• STATED EXERCISE:
Only the lines from the one containing "the roof rack" through the end of the data below should be copied, each exactly as written and with both ends kept.

>> BEGIN GIVEN ENTRIES

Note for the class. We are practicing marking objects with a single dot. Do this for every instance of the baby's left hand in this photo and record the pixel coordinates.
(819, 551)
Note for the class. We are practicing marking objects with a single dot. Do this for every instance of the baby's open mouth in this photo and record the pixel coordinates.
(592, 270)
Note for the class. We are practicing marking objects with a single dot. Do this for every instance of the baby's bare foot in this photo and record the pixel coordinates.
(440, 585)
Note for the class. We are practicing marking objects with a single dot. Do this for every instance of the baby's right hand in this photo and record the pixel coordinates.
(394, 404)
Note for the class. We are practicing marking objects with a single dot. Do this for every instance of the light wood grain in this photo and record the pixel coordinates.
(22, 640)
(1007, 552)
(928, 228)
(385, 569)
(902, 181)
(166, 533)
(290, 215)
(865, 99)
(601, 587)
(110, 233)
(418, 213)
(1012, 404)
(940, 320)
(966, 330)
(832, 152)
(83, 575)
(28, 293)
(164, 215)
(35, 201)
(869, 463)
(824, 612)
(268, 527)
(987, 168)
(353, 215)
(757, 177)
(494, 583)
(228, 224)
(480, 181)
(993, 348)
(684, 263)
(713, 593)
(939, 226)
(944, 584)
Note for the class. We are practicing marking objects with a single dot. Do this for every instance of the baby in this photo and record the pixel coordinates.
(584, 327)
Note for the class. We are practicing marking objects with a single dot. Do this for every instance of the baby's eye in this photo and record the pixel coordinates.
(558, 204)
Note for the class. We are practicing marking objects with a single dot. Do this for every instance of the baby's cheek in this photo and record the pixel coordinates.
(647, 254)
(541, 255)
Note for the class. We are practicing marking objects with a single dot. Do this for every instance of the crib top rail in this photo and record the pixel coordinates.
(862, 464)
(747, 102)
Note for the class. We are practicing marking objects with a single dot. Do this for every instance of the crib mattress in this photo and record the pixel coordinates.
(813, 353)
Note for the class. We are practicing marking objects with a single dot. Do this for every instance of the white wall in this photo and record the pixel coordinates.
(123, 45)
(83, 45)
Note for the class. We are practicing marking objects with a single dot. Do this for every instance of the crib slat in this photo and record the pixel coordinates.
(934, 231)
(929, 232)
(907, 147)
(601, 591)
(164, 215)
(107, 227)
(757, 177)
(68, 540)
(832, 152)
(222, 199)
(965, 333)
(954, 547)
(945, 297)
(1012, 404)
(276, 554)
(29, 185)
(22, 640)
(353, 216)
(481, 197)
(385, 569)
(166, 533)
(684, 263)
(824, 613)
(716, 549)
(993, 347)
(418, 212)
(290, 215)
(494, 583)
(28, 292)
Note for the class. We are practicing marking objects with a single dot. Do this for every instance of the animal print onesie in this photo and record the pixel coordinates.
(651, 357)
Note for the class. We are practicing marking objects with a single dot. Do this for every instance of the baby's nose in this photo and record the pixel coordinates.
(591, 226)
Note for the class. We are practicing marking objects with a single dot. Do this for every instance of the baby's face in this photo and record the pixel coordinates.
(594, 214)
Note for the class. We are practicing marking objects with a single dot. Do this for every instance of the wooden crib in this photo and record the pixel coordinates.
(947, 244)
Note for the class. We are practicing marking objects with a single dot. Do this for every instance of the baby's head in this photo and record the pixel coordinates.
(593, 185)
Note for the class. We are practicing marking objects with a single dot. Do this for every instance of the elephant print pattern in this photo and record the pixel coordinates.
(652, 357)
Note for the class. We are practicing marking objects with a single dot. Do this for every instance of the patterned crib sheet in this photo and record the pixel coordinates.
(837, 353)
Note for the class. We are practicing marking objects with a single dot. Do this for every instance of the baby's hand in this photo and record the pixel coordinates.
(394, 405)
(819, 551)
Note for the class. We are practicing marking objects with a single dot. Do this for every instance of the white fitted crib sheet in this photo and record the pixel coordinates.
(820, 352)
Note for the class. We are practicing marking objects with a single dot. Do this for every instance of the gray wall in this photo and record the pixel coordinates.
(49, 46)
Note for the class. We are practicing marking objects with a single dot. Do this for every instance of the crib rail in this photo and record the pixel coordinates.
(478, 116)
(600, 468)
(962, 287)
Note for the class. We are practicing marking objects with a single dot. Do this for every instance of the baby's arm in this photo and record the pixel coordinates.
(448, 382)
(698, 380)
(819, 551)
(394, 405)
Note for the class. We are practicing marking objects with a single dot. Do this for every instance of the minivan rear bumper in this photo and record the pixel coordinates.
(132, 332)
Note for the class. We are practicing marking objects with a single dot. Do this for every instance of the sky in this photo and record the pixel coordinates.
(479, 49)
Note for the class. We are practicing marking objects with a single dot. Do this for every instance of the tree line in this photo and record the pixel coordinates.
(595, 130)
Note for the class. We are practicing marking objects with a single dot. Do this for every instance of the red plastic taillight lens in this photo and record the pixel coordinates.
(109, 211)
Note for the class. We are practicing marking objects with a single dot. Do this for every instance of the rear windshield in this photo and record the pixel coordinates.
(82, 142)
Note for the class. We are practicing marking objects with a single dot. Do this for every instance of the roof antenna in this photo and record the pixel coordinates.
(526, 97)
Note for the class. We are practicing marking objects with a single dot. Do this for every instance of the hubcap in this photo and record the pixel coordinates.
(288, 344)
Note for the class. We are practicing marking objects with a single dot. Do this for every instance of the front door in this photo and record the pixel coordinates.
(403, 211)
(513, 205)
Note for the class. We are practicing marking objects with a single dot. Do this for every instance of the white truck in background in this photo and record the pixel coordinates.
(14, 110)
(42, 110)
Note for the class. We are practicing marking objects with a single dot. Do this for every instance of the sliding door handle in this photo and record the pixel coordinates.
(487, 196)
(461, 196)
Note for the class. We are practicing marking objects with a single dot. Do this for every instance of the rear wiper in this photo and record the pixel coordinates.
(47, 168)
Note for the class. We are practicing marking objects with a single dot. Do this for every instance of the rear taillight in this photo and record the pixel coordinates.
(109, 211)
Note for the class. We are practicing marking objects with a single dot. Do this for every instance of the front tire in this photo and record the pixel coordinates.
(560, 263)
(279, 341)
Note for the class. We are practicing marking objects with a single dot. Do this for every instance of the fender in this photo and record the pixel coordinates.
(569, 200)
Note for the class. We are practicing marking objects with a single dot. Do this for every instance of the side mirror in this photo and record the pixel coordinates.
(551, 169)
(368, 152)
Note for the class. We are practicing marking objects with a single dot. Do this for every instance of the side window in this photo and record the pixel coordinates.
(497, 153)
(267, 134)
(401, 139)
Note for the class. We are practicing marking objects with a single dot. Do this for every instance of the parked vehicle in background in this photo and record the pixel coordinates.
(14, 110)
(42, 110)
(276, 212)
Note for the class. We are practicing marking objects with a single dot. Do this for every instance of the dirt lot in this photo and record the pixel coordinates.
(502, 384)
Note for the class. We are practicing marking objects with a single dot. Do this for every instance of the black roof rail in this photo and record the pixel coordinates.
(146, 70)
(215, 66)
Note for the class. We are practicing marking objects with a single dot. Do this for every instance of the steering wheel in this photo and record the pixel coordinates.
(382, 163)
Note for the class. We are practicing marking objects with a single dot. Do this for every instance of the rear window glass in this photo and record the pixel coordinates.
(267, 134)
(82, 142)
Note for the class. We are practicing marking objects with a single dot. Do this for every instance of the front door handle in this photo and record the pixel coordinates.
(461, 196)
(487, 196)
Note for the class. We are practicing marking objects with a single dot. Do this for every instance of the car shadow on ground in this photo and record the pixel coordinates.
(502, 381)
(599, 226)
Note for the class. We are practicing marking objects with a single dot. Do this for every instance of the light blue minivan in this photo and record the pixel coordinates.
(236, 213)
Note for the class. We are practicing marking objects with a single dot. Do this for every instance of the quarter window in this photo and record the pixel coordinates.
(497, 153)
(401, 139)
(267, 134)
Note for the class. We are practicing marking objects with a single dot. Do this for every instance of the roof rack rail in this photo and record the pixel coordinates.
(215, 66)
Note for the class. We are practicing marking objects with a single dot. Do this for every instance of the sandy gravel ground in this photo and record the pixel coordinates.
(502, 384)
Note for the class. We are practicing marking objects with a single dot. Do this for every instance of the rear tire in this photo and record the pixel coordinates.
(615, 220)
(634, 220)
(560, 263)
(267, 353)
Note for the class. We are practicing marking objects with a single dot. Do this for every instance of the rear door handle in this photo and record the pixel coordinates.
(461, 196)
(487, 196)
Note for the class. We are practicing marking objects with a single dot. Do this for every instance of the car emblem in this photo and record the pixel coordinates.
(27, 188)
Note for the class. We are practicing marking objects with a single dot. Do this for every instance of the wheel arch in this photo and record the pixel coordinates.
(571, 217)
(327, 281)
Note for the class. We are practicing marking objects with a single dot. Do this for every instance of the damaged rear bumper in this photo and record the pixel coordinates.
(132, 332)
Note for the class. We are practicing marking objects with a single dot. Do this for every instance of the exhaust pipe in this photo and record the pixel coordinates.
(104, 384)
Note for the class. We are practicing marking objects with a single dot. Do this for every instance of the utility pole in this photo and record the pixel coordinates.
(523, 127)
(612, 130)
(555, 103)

>> END GIVEN ENTRIES

• COMPLETE RESPONSE:
Note for the class. We are practicing marking objects with a single dot. Do this for every instance of the roof rack rail in this photo and record the pixel coordinates.
(215, 66)
Note for the class. We are practicing marking objects with a single dot. Do this for every instance of the sandy gravel ground in this photo and record the pixel coordinates.
(502, 384)
Note for the class. We are practicing marking objects with a single dot. Do this for every instance of the rear tire in this photo and record the pixel coordinates.
(615, 220)
(634, 220)
(560, 263)
(267, 353)
Note for the class. We are practicing marking objects with a single dot. Do this for every instance of the rear door handle in this photo and record the pixel coordinates.
(461, 196)
(487, 196)
Note for the class. We are practicing marking objects with a single dot. Do this for every instance of the car emblem in this photo and record the pixel coordinates.
(27, 188)
Note for the class. We are practicing marking objects with a single dot. Do this for every instance of the wheel arch in this photo and record the pixel coordinates.
(571, 217)
(327, 281)
Note for the class. We are practicing marking objects with a single dot. Do this for every instance of the damaged rear bumper in this photo and record the pixel coordinates.
(132, 332)
Note for the class. We are practicing marking objects with a single dot. Do this for every instance of the exhaust pipe in this photo and record the pixel coordinates.
(104, 384)
Note for the class. We are practicing marking objects with a single dot. Do this for every instance of the utility pole in this photo and record the pixel coordinates.
(523, 127)
(612, 130)
(555, 103)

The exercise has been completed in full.